Reproduce the forum post about quitting smoking word for word, starting with "basketcase2" and going on through "my old perceived realities!".

**SOURCE PASSAGE:**
-- begin --

Just a little rambling before bed.....

basketcase2
Member
0 12 92

We went out to friends tonight....I was a little nervous, but I realized something very valuable tonight.  Of the 20+ people that were there, there were only two that smoke!  The "peer pressure" that I was afraid I would face was non-exsistent!  And guess what....while the cold wind was blowing, and the rain was falling hard....I was inside, visiting, laughing, enjoying everyone's company, having a great time!  Less than two weeks ago, I would have been outside, hunkering in the cold wind and rain, to smoke....now that would have been a good time....NOT!!!!  I love it when the reality of something becomes clear and is so much more pleasant than my old perceived realities!

-- end --

**DATA LISTING:**
-- begin --

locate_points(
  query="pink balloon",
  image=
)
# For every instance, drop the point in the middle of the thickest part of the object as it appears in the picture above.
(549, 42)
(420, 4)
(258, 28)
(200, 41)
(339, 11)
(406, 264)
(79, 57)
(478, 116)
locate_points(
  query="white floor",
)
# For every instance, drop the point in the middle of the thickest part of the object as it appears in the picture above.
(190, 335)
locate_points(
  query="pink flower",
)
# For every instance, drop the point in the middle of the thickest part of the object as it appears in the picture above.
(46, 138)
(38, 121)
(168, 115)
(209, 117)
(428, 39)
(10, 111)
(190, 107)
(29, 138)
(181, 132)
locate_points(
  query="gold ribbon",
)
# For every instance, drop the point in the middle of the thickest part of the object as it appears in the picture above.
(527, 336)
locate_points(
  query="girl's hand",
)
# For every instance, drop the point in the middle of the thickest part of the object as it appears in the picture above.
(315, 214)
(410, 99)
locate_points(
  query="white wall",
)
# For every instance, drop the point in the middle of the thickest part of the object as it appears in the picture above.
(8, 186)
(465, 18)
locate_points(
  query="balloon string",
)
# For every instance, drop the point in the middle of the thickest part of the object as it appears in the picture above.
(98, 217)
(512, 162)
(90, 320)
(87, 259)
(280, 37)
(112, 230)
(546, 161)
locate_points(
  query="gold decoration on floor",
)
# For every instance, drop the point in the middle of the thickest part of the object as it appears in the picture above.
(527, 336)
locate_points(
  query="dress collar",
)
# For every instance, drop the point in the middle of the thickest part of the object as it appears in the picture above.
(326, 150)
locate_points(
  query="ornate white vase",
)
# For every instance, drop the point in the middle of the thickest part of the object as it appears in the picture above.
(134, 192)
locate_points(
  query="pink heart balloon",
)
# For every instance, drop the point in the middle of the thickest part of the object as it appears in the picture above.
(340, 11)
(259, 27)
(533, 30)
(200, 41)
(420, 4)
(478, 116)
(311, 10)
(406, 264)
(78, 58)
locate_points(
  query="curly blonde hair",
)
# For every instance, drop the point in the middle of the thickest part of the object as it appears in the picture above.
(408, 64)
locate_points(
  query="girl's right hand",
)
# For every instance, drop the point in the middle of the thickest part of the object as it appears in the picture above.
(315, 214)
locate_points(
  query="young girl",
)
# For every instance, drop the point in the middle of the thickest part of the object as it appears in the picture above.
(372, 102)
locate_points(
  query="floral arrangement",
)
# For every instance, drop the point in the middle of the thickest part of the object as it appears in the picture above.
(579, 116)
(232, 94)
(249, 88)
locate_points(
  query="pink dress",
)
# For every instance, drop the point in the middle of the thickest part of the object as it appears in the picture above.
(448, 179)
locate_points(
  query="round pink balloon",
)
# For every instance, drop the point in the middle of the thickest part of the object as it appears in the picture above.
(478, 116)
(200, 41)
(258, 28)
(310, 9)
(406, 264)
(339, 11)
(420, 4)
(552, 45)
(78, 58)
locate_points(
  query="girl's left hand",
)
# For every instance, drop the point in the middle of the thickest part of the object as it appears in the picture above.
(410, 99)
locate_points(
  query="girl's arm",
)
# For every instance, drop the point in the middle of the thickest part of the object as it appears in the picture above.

-- end --

**SOLUTION TO THE PROBLEM:**
basketcase2
Member
0 12 92

We went out to friends tonight....I was a little nervous, but I realized something very valuable tonight.  Of the 20+ people that were there, there were only two that smoke!  The "peer pressure" that I was afraid I would face was non-exsistent!  And guess what....while the cold wind was blowing, and the rain was falling hard....I was inside, visiting, laughing, enjoying everyone's company, having a great time!  Less than two weeks ago, I would have been outside, hunkering in the cold wind and rain, to smoke....now that would have been a good time....NOT!!!!  I love it when the reality of something becomes clear and is so much more pleasant than my old perceived realities!